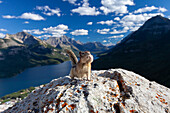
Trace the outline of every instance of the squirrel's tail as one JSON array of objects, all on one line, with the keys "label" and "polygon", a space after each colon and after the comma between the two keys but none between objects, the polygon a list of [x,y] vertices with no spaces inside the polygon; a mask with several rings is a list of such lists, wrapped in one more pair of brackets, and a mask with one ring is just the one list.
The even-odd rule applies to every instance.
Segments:
[{"label": "squirrel's tail", "polygon": [[72,65],[75,66],[78,62],[76,55],[71,50],[65,49],[65,51],[69,55]]}]

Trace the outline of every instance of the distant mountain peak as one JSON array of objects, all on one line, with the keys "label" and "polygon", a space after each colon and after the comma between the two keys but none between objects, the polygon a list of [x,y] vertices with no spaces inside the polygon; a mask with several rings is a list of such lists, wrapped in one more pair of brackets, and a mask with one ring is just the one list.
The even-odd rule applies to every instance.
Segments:
[{"label": "distant mountain peak", "polygon": [[[146,96],[147,95],[147,96]],[[92,80],[54,79],[4,113],[162,113],[170,89],[123,69],[92,71]]]},{"label": "distant mountain peak", "polygon": [[140,30],[146,30],[146,29],[157,29],[162,27],[168,27],[170,25],[170,20],[168,18],[162,17],[161,15],[154,16],[150,19],[148,19],[144,25],[140,28]]}]

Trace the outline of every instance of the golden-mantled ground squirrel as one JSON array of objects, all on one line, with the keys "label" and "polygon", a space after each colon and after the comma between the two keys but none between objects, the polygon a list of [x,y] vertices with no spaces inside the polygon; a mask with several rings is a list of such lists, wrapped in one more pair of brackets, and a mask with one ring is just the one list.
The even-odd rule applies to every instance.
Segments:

> WHAT THE TASK ASKS: Copy out everything from the line containing "Trace the outline of every instance of the golden-mantled" down to the end of the records, with no changes.

> COMPLETE ANSWER:
Trace the outline of every instance of the golden-mantled ground squirrel as one JSON array of objects, all on one line, with the keys "label" and "polygon", a space after each colon and after the comma between the two keys but none between objects, the polygon a list of [x,y] vertices with no spaces inside the polygon; a mask with several rings is a list of such lists, wrapped in one more pair of brackets, and a mask with one ring is just the one list.
The even-odd rule applies to every instance.
Segments:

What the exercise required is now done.